As the answer, set down the lines below from the one containing "Target: wooden desk surface" through the one containing "Q: Point to the trash", exactly and inclusively, and no others.

[Data items]

◆ ◆ ◆ ◆

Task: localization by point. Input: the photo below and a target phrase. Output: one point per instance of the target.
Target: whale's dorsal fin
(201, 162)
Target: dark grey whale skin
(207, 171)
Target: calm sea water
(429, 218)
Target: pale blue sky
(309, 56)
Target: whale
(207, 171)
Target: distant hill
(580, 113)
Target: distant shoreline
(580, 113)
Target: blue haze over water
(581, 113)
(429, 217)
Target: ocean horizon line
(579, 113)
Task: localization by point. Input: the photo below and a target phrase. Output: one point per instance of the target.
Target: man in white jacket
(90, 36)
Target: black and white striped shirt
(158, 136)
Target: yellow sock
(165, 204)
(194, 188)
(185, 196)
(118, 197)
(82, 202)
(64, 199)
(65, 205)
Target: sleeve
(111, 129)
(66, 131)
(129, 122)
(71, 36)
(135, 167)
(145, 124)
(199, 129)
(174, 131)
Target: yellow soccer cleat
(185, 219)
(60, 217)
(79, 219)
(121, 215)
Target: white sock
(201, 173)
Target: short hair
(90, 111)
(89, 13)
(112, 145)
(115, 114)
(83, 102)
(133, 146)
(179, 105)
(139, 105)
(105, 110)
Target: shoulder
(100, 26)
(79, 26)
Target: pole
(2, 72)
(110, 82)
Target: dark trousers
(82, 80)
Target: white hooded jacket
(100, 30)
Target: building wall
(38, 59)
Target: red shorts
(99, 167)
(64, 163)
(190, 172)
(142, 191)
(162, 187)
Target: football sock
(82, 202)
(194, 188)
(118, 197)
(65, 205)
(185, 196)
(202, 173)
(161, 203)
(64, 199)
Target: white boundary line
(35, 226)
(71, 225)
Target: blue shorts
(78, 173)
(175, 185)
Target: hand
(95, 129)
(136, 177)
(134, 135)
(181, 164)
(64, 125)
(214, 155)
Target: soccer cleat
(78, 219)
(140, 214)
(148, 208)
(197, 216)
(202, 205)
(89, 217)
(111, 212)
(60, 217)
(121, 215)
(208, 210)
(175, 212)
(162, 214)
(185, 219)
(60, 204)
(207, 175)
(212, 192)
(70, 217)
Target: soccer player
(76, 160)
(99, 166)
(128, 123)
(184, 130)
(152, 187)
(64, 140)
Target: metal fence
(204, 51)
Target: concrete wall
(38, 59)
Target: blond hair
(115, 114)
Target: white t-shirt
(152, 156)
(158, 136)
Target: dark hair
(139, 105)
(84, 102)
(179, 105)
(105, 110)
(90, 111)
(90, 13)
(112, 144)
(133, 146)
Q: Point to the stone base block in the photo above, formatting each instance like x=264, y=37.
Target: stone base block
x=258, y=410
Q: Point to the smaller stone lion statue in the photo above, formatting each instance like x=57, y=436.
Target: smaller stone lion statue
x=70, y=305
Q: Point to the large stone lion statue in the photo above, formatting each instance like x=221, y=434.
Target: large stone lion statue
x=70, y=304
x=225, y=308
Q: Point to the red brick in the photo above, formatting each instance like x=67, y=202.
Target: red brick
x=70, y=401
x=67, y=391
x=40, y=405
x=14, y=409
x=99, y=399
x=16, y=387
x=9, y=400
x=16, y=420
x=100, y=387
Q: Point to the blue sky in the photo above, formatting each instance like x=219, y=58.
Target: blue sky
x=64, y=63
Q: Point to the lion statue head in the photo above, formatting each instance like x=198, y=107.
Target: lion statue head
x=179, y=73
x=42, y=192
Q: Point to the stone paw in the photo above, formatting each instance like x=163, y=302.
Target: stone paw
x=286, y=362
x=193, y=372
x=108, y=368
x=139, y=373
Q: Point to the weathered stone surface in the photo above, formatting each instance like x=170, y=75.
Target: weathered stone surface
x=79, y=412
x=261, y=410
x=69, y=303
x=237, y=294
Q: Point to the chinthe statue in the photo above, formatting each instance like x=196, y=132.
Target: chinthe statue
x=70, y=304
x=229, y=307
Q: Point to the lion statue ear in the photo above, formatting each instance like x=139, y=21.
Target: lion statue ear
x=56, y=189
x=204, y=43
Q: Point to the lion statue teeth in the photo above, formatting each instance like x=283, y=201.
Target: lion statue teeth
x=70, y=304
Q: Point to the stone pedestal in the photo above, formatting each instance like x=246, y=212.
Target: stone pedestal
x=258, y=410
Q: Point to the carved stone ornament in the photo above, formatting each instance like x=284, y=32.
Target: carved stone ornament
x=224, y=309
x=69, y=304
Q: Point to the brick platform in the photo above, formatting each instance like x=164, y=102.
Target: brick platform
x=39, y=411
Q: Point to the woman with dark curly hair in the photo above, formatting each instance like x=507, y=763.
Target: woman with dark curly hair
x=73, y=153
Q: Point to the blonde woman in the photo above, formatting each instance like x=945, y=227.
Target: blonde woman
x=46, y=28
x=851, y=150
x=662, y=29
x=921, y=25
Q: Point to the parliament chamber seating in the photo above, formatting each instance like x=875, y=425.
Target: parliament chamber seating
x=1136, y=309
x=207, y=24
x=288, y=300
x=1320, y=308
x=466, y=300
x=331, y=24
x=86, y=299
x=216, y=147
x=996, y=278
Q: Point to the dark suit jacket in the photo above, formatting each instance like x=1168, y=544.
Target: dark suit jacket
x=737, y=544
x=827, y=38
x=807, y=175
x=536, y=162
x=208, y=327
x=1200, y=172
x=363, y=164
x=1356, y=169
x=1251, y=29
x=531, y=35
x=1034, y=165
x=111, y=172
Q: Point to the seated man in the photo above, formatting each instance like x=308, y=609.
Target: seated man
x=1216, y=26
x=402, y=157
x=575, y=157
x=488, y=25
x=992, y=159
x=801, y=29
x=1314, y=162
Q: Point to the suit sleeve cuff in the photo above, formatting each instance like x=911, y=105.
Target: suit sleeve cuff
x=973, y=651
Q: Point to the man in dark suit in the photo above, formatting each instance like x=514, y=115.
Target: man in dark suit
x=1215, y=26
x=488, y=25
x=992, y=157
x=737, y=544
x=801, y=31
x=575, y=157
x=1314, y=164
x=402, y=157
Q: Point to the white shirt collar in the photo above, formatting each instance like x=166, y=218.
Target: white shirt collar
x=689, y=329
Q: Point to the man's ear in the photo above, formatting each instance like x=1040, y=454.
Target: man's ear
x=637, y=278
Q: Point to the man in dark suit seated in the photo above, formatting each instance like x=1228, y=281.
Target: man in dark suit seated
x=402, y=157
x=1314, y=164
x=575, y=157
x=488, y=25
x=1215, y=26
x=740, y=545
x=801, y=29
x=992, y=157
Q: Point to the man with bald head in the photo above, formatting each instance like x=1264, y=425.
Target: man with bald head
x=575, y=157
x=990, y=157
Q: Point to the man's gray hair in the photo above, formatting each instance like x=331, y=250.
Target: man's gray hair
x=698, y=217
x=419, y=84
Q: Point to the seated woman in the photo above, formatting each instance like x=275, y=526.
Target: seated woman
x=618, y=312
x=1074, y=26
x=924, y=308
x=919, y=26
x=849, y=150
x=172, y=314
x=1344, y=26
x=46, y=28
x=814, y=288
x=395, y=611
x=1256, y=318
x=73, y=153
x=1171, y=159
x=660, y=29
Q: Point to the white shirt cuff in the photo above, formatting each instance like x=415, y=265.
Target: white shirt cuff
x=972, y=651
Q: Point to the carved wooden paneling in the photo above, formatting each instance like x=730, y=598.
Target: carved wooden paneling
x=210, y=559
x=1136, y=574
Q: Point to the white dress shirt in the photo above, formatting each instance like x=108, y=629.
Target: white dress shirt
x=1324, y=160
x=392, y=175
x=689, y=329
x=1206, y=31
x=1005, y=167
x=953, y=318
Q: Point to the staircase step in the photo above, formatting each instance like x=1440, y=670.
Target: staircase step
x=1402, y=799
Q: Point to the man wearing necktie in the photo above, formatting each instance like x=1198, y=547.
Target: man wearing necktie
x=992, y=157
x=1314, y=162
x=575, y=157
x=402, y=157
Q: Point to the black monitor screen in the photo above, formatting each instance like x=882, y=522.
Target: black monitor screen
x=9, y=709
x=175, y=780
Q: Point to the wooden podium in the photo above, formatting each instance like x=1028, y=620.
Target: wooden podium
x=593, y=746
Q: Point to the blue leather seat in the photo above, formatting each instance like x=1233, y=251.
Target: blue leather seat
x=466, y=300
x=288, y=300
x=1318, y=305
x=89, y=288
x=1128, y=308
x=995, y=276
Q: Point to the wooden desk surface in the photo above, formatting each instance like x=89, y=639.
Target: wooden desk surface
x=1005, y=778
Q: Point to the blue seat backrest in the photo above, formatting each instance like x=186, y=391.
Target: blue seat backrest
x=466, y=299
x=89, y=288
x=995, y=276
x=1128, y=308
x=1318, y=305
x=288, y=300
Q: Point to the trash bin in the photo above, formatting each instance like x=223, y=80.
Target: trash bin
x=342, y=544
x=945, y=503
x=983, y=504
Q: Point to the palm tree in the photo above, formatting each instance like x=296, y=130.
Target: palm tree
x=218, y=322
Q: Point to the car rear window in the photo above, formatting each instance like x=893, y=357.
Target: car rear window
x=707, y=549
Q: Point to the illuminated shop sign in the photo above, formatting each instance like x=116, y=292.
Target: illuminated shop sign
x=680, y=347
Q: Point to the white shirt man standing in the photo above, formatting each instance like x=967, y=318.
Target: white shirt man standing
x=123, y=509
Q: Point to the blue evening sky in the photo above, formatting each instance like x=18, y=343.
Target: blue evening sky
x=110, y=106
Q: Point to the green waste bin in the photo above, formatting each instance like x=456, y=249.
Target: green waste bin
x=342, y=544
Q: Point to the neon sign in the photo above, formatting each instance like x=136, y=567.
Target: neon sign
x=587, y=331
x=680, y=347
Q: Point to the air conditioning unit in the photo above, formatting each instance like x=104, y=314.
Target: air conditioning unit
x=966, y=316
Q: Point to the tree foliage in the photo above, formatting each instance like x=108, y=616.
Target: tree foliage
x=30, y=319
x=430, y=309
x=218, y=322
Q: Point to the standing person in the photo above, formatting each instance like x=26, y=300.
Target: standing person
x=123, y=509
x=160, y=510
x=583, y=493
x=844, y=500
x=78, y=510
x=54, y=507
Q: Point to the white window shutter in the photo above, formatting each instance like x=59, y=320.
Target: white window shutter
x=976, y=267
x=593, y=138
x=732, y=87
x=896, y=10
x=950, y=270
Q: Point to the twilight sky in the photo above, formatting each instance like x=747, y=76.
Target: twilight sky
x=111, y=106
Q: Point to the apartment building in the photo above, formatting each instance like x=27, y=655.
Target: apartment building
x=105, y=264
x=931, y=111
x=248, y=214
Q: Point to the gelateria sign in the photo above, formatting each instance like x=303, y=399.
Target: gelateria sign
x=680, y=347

◆ ◆ ◆ ◆

Output below =>
Target: wooden desk surface
x=1005, y=778
Q: Point to the blue seat backrest in the photo above, formatting each instance like x=186, y=391.
Target: blue seat backrest
x=466, y=299
x=89, y=288
x=995, y=276
x=1128, y=308
x=1318, y=305
x=288, y=300
Q: Point to the trash bin in the photo above, formatting each instance like x=223, y=80.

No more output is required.